MATTHEW A. ROZELL

Matthew A. Rozell, the eldest son of the late Tony and Mary Rozell, was born on March 31, 1961, and raised at 2 Main Street, Hudson Falls, with his four siblings—Mary, Ned, Nora, and Drew.  As a kid, he roamed the banks of the Hudson River looking for lost encampments of past heroes and historic battle sites.  He graduated from Hudson Falls High School in 1979 and afterwards from SUNY Geneseo, BA in 1983 and MS in 1988.

In 1987 he joined the faculty at Hudson Falls, teaching world history, as his father had done at Glens Falls, Over the next 30 years he would eventually teach every subject in the Social Studies department, specializing in the history of World War II and running summer archaeology field courses at the colonial frontier sites he had discovered along the Hudson.  He created an oral history program at the high school that became the catalyst for The Things Our Fathers Saw book series he is writing.

###

> _Exercises to complete_:
[A] Print the stretch of the biographical sketch that opens with the words containing "Matthew A. Rozell, the" and closes with "MS in 1988.".
[B] Name every sibling of Matthew A. Rozell listed in the biographical sketch.
Rely only on the biographical sketch.

Stored records:

###

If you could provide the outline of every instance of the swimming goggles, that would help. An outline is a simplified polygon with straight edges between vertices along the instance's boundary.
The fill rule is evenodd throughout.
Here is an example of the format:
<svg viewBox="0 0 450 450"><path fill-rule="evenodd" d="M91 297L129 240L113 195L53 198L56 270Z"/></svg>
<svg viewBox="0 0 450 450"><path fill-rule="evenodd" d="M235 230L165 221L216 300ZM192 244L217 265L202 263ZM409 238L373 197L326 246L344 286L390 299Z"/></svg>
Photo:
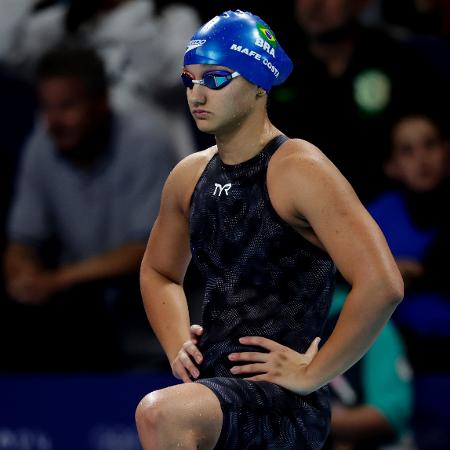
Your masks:
<svg viewBox="0 0 450 450"><path fill-rule="evenodd" d="M224 88L233 78L236 78L239 75L239 72L230 73L226 70L211 70L210 72L205 72L203 78L200 80L195 80L191 73L183 70L181 79L183 80L184 86L189 89L192 89L194 84L200 84L209 89L217 90Z"/></svg>

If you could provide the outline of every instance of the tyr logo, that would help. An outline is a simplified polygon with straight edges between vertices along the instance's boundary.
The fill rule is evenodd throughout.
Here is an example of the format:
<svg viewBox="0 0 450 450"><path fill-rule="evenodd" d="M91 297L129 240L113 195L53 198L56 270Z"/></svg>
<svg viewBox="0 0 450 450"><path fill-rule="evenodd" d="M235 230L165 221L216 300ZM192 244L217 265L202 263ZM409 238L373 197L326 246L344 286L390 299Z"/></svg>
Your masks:
<svg viewBox="0 0 450 450"><path fill-rule="evenodd" d="M215 188L214 188L213 195L216 195L218 192L219 197L220 197L222 195L222 191L225 191L225 194L228 195L228 191L231 188L231 183L224 184L223 186L219 183L214 183L214 186L215 186Z"/></svg>

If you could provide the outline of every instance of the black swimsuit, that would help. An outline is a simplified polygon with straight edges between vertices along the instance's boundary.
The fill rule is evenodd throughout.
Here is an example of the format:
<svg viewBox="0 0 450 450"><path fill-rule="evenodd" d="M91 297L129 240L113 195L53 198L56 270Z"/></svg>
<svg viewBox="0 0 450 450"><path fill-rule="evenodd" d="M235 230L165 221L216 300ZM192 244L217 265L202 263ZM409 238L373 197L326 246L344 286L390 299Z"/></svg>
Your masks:
<svg viewBox="0 0 450 450"><path fill-rule="evenodd" d="M304 353L327 317L334 264L277 215L267 192L270 158L285 140L277 136L237 165L214 155L192 196L191 250L206 283L198 382L221 403L217 449L320 449L328 433L325 388L300 396L229 371L230 353L261 351L239 337L264 336Z"/></svg>

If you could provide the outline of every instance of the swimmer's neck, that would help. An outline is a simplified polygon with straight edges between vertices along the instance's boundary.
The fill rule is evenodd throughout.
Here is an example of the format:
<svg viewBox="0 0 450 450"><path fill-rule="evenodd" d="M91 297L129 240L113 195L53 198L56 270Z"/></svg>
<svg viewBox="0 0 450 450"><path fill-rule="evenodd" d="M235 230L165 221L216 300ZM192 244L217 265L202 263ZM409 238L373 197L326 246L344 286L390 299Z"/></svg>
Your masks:
<svg viewBox="0 0 450 450"><path fill-rule="evenodd" d="M228 133L216 134L220 159L225 164L240 164L256 156L266 144L281 132L268 118L258 125L242 126Z"/></svg>

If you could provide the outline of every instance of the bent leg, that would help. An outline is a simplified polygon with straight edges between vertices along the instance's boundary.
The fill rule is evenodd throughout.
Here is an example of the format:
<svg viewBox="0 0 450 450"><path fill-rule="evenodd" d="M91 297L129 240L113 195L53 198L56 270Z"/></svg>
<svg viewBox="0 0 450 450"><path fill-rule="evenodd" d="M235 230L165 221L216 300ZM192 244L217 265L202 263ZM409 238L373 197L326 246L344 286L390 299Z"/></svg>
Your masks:
<svg viewBox="0 0 450 450"><path fill-rule="evenodd" d="M197 383L152 392L136 409L144 450L210 450L219 439L222 422L218 398Z"/></svg>

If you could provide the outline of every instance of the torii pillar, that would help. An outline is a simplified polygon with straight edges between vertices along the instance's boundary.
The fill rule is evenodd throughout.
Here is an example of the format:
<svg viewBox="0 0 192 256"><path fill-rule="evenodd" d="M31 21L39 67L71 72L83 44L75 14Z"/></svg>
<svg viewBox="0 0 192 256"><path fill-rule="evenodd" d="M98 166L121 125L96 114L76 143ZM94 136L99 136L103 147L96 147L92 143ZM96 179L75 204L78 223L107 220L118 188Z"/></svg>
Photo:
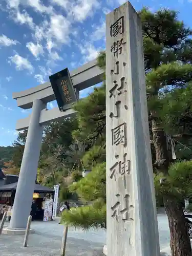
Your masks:
<svg viewBox="0 0 192 256"><path fill-rule="evenodd" d="M95 59L71 72L71 78L79 98L80 91L102 81L103 71L97 66ZM17 121L16 130L28 129L22 163L20 170L10 226L3 229L4 234L25 233L27 219L30 214L34 188L41 148L43 126L50 122L63 119L75 114L72 109L59 111L58 107L47 110L47 103L55 99L49 82L24 91L13 93L18 106L32 108L32 114Z"/></svg>
<svg viewBox="0 0 192 256"><path fill-rule="evenodd" d="M31 211L43 132L43 125L39 124L39 117L41 110L46 108L46 105L40 99L35 99L33 103L10 229L26 228Z"/></svg>

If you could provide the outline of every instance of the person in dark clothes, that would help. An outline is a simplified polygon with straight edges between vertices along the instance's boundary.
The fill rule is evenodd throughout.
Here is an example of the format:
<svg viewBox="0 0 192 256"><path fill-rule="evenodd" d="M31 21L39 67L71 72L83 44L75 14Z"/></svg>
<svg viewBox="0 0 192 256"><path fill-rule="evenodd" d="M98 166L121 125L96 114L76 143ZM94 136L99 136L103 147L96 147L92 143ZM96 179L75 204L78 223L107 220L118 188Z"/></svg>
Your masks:
<svg viewBox="0 0 192 256"><path fill-rule="evenodd" d="M68 201L66 201L62 206L60 208L60 212L62 212L65 210L69 210L70 209L70 207L69 206L69 203ZM60 221L59 224L61 224L61 221Z"/></svg>
<svg viewBox="0 0 192 256"><path fill-rule="evenodd" d="M67 202L67 207L68 207L68 210L69 210L70 209L70 206L68 201Z"/></svg>
<svg viewBox="0 0 192 256"><path fill-rule="evenodd" d="M32 216L32 221L34 221L36 212L37 211L37 204L36 202L33 200L32 204L31 205L31 216Z"/></svg>

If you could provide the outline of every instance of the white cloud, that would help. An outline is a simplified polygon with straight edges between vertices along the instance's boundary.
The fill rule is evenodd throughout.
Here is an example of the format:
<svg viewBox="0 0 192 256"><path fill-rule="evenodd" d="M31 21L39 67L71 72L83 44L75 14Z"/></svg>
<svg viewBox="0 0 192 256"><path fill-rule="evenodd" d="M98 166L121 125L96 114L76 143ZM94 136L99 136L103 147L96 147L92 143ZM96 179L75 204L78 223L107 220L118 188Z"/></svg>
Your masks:
<svg viewBox="0 0 192 256"><path fill-rule="evenodd" d="M109 8L106 8L105 7L104 7L102 9L102 11L103 11L103 13L104 13L104 14L106 15L106 14L108 14L108 13L109 13L110 12L111 12L112 11L111 10L110 10L110 9Z"/></svg>
<svg viewBox="0 0 192 256"><path fill-rule="evenodd" d="M7 0L7 7L9 8L18 9L19 5L22 4L27 7L29 6L40 13L49 13L53 12L51 6L45 6L40 2L40 0Z"/></svg>
<svg viewBox="0 0 192 256"><path fill-rule="evenodd" d="M71 15L76 20L82 22L87 17L92 16L94 9L100 5L97 0L78 0L71 8Z"/></svg>
<svg viewBox="0 0 192 256"><path fill-rule="evenodd" d="M44 80L44 77L41 74L36 74L34 77L37 79L37 82L40 83L44 83L46 82Z"/></svg>
<svg viewBox="0 0 192 256"><path fill-rule="evenodd" d="M31 62L26 58L20 56L18 53L16 53L14 55L9 57L10 60L9 62L12 62L15 64L16 69L17 70L22 70L26 69L29 70L30 73L33 72L33 67Z"/></svg>
<svg viewBox="0 0 192 256"><path fill-rule="evenodd" d="M38 74L36 74L34 77L38 82L44 83L48 80L48 76L52 74L52 71L50 68L46 69L42 66L39 66L38 68L40 72Z"/></svg>
<svg viewBox="0 0 192 256"><path fill-rule="evenodd" d="M52 48L55 47L56 45L51 40L48 40L47 41L47 49L49 51L51 51Z"/></svg>
<svg viewBox="0 0 192 256"><path fill-rule="evenodd" d="M96 49L93 44L85 42L83 45L78 45L80 51L83 55L84 62L92 60L97 57L101 49Z"/></svg>
<svg viewBox="0 0 192 256"><path fill-rule="evenodd" d="M50 28L48 36L55 38L57 41L67 44L69 41L71 23L61 15L54 15L50 18Z"/></svg>
<svg viewBox="0 0 192 256"><path fill-rule="evenodd" d="M52 6L47 7L41 4L40 2L40 0L27 0L27 5L40 13L52 13L53 12L53 10Z"/></svg>
<svg viewBox="0 0 192 256"><path fill-rule="evenodd" d="M62 58L60 57L56 52L51 52L50 53L50 57L53 60L62 60Z"/></svg>
<svg viewBox="0 0 192 256"><path fill-rule="evenodd" d="M28 24L29 27L33 29L34 24L33 22L33 18L30 17L26 11L21 13L18 10L17 10L15 13L14 20L15 22L20 23L20 24Z"/></svg>
<svg viewBox="0 0 192 256"><path fill-rule="evenodd" d="M16 45L17 44L18 44L18 41L16 40L9 38L4 34L0 36L0 46L11 46Z"/></svg>
<svg viewBox="0 0 192 256"><path fill-rule="evenodd" d="M18 8L20 4L20 0L8 0L8 6L11 8Z"/></svg>
<svg viewBox="0 0 192 256"><path fill-rule="evenodd" d="M2 104L0 104L0 108L1 108L3 110L8 110L9 111L12 111L13 110L11 108L10 108L9 106L5 106L3 105Z"/></svg>
<svg viewBox="0 0 192 256"><path fill-rule="evenodd" d="M29 110L22 110L20 112L26 114L29 112Z"/></svg>
<svg viewBox="0 0 192 256"><path fill-rule="evenodd" d="M56 4L57 5L67 9L70 5L69 0L52 0L53 4Z"/></svg>
<svg viewBox="0 0 192 256"><path fill-rule="evenodd" d="M95 31L92 34L91 38L93 41L97 41L104 38L105 35L105 22L103 22L96 28Z"/></svg>
<svg viewBox="0 0 192 256"><path fill-rule="evenodd" d="M26 47L36 58L37 58L40 54L42 54L44 52L42 46L38 42L36 45L35 45L32 42L27 42Z"/></svg>
<svg viewBox="0 0 192 256"><path fill-rule="evenodd" d="M12 79L12 76L8 76L7 77L6 77L6 80L7 80L8 82L10 82Z"/></svg>

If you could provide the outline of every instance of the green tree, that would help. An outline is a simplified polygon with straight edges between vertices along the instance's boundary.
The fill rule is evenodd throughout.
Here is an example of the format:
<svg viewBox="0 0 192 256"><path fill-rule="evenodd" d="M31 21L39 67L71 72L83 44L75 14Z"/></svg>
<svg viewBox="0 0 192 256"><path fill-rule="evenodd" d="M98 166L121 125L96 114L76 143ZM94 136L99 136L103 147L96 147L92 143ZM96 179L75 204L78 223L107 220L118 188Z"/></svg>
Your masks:
<svg viewBox="0 0 192 256"><path fill-rule="evenodd" d="M144 8L139 15L142 23L150 130L154 168L156 174L155 184L157 195L163 197L168 216L172 256L191 256L190 243L181 201L191 195L191 162L174 163L172 142L177 142L176 156L185 159L186 156L179 153L180 143L185 145L189 150L191 147L192 44L190 36L192 33L189 28L178 20L177 13L174 11L161 10L153 13ZM99 67L105 69L104 53L100 54L98 62ZM74 136L87 141L90 145L90 152L93 150L94 145L105 148L104 87L103 84L95 89L93 94L80 101L75 106L79 130L74 133ZM93 155L93 159L95 157L94 154ZM189 156L186 159L189 159ZM93 173L89 175L89 179L91 179L97 166L98 168L100 166L97 160ZM92 182L97 182L97 178L99 179L98 177L93 178ZM90 216L88 210L95 209L94 204L95 199L97 199L93 195L96 193L99 195L102 190L99 186L94 191L88 189L88 197L83 193L82 185L85 186L86 182L88 184L90 181L88 179L88 176L73 186L71 189L76 191L80 198L91 199L92 205L89 206L89 209L86 207L84 210L73 209L71 212L65 212L62 217L64 222L86 228L97 226L98 214L95 211L93 217L92 214ZM164 181L164 183L161 181ZM104 198L104 194L102 195ZM102 207L104 202L104 200ZM98 222L100 223L100 216L98 216ZM102 216L104 223L105 216ZM86 221L89 224L85 223Z"/></svg>

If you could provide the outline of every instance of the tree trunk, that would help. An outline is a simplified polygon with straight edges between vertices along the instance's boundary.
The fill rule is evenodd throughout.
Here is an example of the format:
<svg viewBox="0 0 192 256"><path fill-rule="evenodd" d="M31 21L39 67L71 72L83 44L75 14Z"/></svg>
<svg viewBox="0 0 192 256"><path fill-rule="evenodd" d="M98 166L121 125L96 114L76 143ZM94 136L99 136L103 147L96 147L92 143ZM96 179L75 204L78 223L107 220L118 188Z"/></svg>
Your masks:
<svg viewBox="0 0 192 256"><path fill-rule="evenodd" d="M154 114L154 113L153 113ZM156 151L156 162L154 166L168 175L168 167L172 161L170 147L167 146L166 134L156 120L152 122L153 141ZM179 199L164 198L164 205L168 217L170 234L172 256L191 256L187 224Z"/></svg>
<svg viewBox="0 0 192 256"><path fill-rule="evenodd" d="M172 256L191 256L188 223L181 203L164 199L165 211L170 229L170 246Z"/></svg>

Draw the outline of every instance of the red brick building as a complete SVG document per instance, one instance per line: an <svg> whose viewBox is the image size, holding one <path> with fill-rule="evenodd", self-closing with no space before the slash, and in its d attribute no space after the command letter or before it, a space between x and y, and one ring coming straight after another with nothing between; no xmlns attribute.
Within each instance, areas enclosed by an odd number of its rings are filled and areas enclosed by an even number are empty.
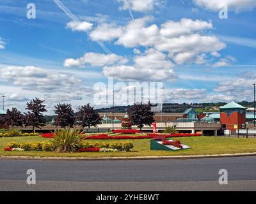
<svg viewBox="0 0 256 204"><path fill-rule="evenodd" d="M231 102L220 109L220 122L223 128L232 132L236 132L237 129L245 128L246 108Z"/></svg>

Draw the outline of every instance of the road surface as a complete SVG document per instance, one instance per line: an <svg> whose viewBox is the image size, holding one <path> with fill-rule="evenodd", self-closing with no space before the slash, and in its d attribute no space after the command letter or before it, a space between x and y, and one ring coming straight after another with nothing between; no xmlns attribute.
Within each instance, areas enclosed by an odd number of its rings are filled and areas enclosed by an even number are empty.
<svg viewBox="0 0 256 204"><path fill-rule="evenodd" d="M28 169L36 185L26 182ZM228 185L218 182L228 171ZM0 191L255 191L256 157L186 160L0 160Z"/></svg>

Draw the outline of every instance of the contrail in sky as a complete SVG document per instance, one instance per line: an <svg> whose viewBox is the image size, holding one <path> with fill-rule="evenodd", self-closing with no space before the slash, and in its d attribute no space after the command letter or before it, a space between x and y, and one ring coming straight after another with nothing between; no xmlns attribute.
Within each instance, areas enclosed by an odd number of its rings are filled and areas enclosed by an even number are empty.
<svg viewBox="0 0 256 204"><path fill-rule="evenodd" d="M60 0L52 0L56 5L65 13L67 15L70 17L72 20L75 21L80 21L81 20L74 15L73 14L70 10L67 8ZM111 54L112 52L108 49L108 48L105 46L105 45L100 41L97 41L99 46L108 54Z"/></svg>

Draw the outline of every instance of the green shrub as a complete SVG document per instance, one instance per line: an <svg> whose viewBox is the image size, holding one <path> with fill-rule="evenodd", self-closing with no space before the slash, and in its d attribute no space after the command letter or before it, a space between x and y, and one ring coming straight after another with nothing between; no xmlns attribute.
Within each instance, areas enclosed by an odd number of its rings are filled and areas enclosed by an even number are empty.
<svg viewBox="0 0 256 204"><path fill-rule="evenodd" d="M11 135L9 133L4 133L3 135L4 138L10 138Z"/></svg>
<svg viewBox="0 0 256 204"><path fill-rule="evenodd" d="M31 150L35 151L42 151L42 143L40 142L31 142L30 143L30 147Z"/></svg>
<svg viewBox="0 0 256 204"><path fill-rule="evenodd" d="M21 136L21 131L17 128L13 128L8 131L8 134L10 134L10 136L15 137L15 136Z"/></svg>
<svg viewBox="0 0 256 204"><path fill-rule="evenodd" d="M45 152L51 152L52 151L53 145L51 142L42 142L42 150Z"/></svg>
<svg viewBox="0 0 256 204"><path fill-rule="evenodd" d="M118 150L123 150L123 144L122 142L115 142L109 143L109 148L112 149L118 149Z"/></svg>
<svg viewBox="0 0 256 204"><path fill-rule="evenodd" d="M60 153L76 152L84 138L80 132L73 129L61 129L56 133L52 142L54 150Z"/></svg>
<svg viewBox="0 0 256 204"><path fill-rule="evenodd" d="M29 151L29 150L31 150L31 146L30 143L20 143L20 148L24 149L25 151Z"/></svg>
<svg viewBox="0 0 256 204"><path fill-rule="evenodd" d="M30 133L29 136L39 136L39 133Z"/></svg>
<svg viewBox="0 0 256 204"><path fill-rule="evenodd" d="M19 148L20 145L17 143L11 142L8 144L9 148Z"/></svg>

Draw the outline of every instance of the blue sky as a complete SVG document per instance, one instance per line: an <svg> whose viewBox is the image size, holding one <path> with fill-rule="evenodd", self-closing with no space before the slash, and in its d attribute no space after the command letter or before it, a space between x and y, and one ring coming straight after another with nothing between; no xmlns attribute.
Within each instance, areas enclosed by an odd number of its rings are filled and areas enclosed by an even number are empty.
<svg viewBox="0 0 256 204"><path fill-rule="evenodd" d="M163 82L168 103L252 101L255 8L255 0L1 0L0 92L6 108L34 97L49 110L77 107L108 94L93 86L114 77Z"/></svg>

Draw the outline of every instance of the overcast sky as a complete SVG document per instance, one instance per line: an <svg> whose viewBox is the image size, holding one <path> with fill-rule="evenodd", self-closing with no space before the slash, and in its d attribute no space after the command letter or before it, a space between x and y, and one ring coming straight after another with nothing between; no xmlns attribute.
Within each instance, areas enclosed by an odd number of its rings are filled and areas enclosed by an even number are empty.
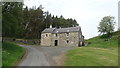
<svg viewBox="0 0 120 68"><path fill-rule="evenodd" d="M104 16L114 16L118 26L118 1L120 0L25 0L29 8L42 5L44 11L64 18L76 19L85 39L97 36L98 24Z"/></svg>

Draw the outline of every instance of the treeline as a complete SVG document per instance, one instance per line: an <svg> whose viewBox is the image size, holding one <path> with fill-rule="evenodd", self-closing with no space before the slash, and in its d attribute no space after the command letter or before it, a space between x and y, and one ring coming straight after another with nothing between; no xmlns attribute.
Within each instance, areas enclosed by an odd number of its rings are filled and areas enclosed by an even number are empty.
<svg viewBox="0 0 120 68"><path fill-rule="evenodd" d="M53 8L54 9L54 8ZM78 26L75 19L65 19L44 12L42 5L38 8L23 8L22 3L2 3L2 35L14 38L40 38L41 32L50 25L56 28Z"/></svg>

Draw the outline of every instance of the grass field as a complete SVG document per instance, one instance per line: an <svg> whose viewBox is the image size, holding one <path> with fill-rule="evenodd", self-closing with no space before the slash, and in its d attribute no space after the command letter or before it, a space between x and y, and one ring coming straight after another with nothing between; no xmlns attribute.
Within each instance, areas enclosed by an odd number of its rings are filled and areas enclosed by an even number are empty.
<svg viewBox="0 0 120 68"><path fill-rule="evenodd" d="M25 50L22 47L4 42L2 44L2 66L14 66L24 53Z"/></svg>
<svg viewBox="0 0 120 68"><path fill-rule="evenodd" d="M118 36L120 31L108 38L94 37L87 46L76 47L66 53L65 66L118 66ZM105 41L108 39L108 41Z"/></svg>

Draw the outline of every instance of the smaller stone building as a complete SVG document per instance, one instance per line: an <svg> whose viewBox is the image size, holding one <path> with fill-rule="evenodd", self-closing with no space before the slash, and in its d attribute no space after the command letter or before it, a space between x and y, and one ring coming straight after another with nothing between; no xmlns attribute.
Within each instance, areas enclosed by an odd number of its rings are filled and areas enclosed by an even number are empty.
<svg viewBox="0 0 120 68"><path fill-rule="evenodd" d="M81 28L46 28L41 33L41 46L81 46L84 42Z"/></svg>

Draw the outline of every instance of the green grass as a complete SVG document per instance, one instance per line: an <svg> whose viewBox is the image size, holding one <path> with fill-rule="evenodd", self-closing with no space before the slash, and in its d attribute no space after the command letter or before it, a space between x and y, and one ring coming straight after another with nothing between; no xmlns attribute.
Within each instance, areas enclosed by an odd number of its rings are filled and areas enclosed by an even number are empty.
<svg viewBox="0 0 120 68"><path fill-rule="evenodd" d="M22 47L4 42L2 44L2 66L14 66L24 53L25 50Z"/></svg>
<svg viewBox="0 0 120 68"><path fill-rule="evenodd" d="M76 47L66 53L65 66L118 66L118 36L120 31L108 38L100 36L86 40L91 44Z"/></svg>

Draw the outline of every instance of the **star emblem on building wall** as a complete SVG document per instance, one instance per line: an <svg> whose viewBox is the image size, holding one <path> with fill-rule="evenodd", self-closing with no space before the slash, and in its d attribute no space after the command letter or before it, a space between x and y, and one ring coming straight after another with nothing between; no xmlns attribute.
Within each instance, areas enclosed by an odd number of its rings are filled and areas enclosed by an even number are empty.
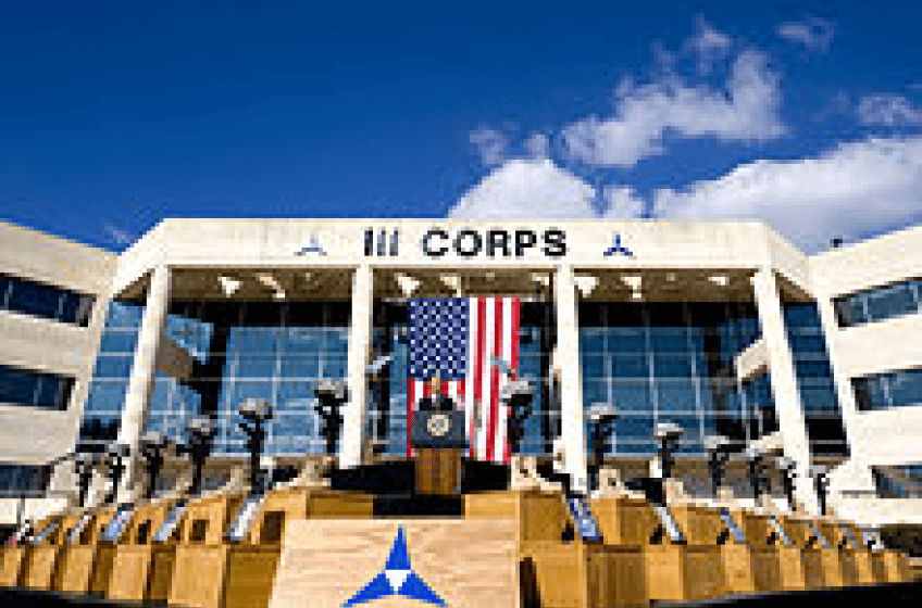
<svg viewBox="0 0 922 608"><path fill-rule="evenodd" d="M407 540L403 537L403 527L397 530L397 537L390 547L387 563L374 579L342 605L342 608L367 604L389 595L402 595L434 606L447 606L410 566L410 552L407 550Z"/></svg>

###

> _Answers for the tasks_:
[A]
Matthew A. Rozell, the eldest son of the late Tony and Mary Rozell, was born on March 31, 1961, and raised at 2 Main Street, Hudson Falls, with his four siblings—Mary, Ned, Nora, and Drew.  As a kid, he roamed the banks of the Hudson River looking for lost encampments of past heroes and historic battle sites.  He graduated from Hudson Falls High School in 1979 and afterwards from SUNY Geneseo, BA in 1983 and MS in 1988.

[B] Mary, Ned, Nora, Drew